Start of TEXT SHOWN

The Western Express makes an ideal train to the Airport.

The new airport is along way out, you need an express for the travel time to the city by train to be realistic for travellers. At the same time the Paramatta and points west also need and deserve faster access to the city and VV.
Its roughly 25km from Leppington to Badgery's Creek and up to the Rooty Hill which is where a loop line might run. As this is past Blacktown this makes it perfect for a Western Express,
ie
- City Circle / Redfern
- Straithfield
- Paramatta
- Westmead
- Blacktown
- Badger's Creek Airport Loop Line to Glenfield Stations
- East Hills
- Wolli Creek and Airport line stations to City Cirlce

Penrith and Richmond Line users are catered for as they can catch their respective local services from Blacktown.  

ESR, sth Branch is now Randwick only. The SSLR kills part of the demand in the more southern lower density suburbs for costly UG railway. I staying with a 4.5km curved extension terminating under the south edge of Randwick near the uni and hospital.

End of TEXT SHOWN
Start of EXTRACTED MATERIAL

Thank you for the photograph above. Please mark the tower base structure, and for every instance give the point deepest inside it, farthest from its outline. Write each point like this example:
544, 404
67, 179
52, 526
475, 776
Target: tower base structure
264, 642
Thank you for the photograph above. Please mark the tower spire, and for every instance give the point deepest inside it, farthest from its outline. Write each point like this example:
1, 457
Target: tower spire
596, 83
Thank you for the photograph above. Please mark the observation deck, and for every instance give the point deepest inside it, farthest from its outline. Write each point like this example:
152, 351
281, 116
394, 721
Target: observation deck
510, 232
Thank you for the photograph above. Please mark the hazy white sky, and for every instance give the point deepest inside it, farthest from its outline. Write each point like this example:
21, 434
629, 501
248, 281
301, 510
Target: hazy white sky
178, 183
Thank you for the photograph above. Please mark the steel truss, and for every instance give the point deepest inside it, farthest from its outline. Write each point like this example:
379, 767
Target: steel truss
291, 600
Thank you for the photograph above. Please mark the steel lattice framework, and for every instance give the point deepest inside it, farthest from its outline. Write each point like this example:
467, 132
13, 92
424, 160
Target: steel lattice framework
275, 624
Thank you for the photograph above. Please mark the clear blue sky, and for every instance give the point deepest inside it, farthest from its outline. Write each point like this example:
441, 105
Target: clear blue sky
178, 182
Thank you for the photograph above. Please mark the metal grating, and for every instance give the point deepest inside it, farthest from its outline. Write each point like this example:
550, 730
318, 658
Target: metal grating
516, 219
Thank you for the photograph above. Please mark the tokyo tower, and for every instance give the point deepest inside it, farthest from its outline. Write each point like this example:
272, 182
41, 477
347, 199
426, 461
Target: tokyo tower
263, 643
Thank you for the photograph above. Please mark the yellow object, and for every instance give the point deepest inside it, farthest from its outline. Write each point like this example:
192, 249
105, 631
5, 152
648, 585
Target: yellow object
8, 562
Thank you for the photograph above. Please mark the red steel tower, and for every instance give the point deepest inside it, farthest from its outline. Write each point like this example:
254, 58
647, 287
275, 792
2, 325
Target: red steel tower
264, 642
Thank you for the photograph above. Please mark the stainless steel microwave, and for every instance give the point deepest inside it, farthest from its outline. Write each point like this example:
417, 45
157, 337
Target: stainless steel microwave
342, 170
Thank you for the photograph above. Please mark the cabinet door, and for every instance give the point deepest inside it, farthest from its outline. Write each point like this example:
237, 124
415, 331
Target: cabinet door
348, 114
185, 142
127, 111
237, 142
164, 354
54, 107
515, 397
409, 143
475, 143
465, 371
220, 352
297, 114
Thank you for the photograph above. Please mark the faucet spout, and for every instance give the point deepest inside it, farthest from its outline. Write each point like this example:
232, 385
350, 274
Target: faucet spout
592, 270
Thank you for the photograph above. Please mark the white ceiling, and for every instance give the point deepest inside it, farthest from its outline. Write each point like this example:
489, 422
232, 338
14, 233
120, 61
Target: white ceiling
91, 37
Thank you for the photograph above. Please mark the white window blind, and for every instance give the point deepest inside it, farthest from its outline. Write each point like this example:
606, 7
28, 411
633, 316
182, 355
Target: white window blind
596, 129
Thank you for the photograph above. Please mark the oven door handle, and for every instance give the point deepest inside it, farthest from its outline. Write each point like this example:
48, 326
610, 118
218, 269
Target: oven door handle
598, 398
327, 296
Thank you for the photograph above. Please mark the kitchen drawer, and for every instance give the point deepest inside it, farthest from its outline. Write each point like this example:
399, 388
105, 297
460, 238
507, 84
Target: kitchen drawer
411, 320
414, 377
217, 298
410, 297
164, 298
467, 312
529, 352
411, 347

End of EXTRACTED MATERIAL

INSTRUCTIONS TO FOLLOW
In the text on the Western Express, which line users can catch their local services from Blacktown? These rows are separate material and have no connection to the text on the Western Express.

WRITTEN SOLUTION
Penrith and Richmond Line users.